This program allows veterans to continue living in homes and engage in community life instead of institutionalization.
Like other human service programs, the eligibility conditions and compensation may vary from one state to another. You can check the Administration for Community Living (ACL) to find out more about this program for each state.
If you already have a job, you can receive payments while providing care for your family member through paid leave.
Family leave is a relatively new form of paid leave, and it’s not mandatory by the government. For that reason, not many companies and businesses include them as a work benefit.
Checking with the company’s HR department is the best way to find out more about this option.
5. Obtain Financial Assistance for Family Caregivers
If your family member doesn’t qualify for any of the previous programs, you’re not out of options.
You can still get paid for your services in various other methods. For instance, by getting paid directly by your family through a personal care agreement.
Some people may find getting payments directly from their family members a bit uncomfortable. Yet, it’s always an option available when other solutions aren’t, and makes the financial burden of caregiving much easier to bear.
The Family Caregiver Alliance recommends hiring an elder law attorney to draft a proper agreement in writing. This can also be a valuable asset in case any of the previously mentioned options become available later on.
Reasons to Consider Becoming a Caregiver for Family Member
Working in the personal care services industry has plenty of advantages. Here are some of the main reasons to consider this career:
- Sense of Accomplishment: Providing care to your loved ones will help you feel accomplished and satisfied all the while getting paid to care for parents.

-- Assignment A --
Do these statements agree with the family caregiver passage? (i) Family leave is mandatory by the government. (ii) The Family Caregiver Alliance recommends hiring an elder law attorney to draft an agreement. (iii) Eligibility conditions are the same in every state. Answer yes or no for each, quoting the deciding words.
-- Assignment B --
Rewrite everything in the family caregiver passage from "If you already" down to "out of options.", replacing each "paid leave" with "leave with pay".
-- Assignment C --
According to the family caregiver passage, what is the best way to find out more about family leave at a company?
Use nothing but the family caregiver passage.

Stored items:

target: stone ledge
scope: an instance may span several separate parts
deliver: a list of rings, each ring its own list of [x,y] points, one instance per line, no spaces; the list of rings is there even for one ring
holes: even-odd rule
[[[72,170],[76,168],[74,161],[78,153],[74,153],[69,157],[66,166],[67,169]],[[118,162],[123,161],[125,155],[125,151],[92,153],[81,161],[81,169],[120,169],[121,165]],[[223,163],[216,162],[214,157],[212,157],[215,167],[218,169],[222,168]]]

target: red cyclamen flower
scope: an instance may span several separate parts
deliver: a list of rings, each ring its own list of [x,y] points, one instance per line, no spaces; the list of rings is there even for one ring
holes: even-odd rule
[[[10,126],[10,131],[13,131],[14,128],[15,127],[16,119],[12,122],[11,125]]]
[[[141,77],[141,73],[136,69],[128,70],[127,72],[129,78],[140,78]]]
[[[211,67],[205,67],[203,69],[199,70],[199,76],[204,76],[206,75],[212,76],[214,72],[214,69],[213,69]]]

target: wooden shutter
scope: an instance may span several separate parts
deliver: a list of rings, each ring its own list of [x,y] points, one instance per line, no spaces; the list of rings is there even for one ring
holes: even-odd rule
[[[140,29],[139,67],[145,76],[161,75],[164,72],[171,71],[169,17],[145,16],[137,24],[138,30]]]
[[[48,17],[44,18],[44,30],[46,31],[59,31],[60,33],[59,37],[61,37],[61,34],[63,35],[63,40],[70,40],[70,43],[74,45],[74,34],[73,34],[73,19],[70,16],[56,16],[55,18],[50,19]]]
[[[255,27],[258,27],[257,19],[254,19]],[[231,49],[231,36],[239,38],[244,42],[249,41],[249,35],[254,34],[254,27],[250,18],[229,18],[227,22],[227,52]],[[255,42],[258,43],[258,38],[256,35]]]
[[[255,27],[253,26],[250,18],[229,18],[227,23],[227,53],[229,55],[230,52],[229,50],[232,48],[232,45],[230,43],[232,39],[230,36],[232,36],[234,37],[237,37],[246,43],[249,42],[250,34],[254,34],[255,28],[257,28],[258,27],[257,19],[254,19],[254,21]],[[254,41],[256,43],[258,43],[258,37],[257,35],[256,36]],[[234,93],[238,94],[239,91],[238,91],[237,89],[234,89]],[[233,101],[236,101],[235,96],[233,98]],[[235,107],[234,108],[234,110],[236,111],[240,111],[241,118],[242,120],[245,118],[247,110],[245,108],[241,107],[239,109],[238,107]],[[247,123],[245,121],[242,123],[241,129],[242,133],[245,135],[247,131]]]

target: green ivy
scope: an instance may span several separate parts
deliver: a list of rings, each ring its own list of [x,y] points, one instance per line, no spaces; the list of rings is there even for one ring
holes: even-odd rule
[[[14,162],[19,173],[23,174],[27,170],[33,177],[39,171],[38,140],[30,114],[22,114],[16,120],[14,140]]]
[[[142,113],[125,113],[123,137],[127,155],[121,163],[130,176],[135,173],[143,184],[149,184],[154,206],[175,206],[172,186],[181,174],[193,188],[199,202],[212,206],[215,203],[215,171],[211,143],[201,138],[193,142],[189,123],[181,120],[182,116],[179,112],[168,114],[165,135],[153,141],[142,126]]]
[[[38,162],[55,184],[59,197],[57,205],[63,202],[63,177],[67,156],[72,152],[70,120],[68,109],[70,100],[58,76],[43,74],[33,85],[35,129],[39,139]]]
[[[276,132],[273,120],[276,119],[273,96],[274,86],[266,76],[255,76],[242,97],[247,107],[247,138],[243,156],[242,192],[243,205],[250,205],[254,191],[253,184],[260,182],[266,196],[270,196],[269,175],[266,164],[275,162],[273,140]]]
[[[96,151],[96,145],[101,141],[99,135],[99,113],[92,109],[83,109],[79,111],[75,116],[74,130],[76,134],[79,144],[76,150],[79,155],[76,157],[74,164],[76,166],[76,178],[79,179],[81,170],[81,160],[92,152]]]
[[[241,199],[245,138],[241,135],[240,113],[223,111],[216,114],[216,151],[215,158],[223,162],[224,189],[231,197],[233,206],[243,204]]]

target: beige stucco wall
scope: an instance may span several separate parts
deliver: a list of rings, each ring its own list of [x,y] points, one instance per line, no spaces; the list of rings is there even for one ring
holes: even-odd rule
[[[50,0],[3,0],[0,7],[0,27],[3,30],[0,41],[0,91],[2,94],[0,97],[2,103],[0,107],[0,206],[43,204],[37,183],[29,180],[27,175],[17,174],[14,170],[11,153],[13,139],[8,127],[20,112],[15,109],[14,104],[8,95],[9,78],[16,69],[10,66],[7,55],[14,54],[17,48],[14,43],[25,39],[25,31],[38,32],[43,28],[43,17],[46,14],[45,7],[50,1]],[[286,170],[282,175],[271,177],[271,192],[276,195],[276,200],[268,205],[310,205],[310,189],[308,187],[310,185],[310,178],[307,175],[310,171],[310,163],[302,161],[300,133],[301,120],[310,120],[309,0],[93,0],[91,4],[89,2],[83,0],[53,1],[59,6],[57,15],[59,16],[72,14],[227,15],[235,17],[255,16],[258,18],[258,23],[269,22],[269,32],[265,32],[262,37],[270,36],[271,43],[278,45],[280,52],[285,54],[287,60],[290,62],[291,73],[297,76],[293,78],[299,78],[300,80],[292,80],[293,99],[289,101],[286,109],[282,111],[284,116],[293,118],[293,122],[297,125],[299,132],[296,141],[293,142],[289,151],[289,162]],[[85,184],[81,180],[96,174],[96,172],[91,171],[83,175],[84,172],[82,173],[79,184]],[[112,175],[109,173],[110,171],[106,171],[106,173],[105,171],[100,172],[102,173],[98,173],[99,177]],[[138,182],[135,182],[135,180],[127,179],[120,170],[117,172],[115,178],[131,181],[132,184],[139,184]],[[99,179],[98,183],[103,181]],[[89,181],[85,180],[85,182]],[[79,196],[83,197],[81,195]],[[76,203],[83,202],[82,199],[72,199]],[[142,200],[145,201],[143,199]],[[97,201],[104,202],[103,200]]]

-- Answer section A --
(i) No: "it’s not mandatory by the government"
(ii) Yes: "The Family Caregiver Alliance recommends hiring an elder law attorney to draft a proper agreement in writing."
(iii) No: "the eligibility conditions and compensation may vary from one state to another"

-- Answer section B --
If you already have a job, you can receive payments while providing care for your family member through leave with pay.
Family leave is a relatively new form of leave with pay, and it’s not mandatory by the government. For that reason, not many companies and businesses include them as a work benefit.
Checking with the company’s HR department is the best way to find out more about this option.
5. Obtain Financial Assistance for Family Caregivers
If your family member doesn’t qualify for any of the previous programs, you’re not out of options.

-- Answer section C --
Checking with the company’s HR department.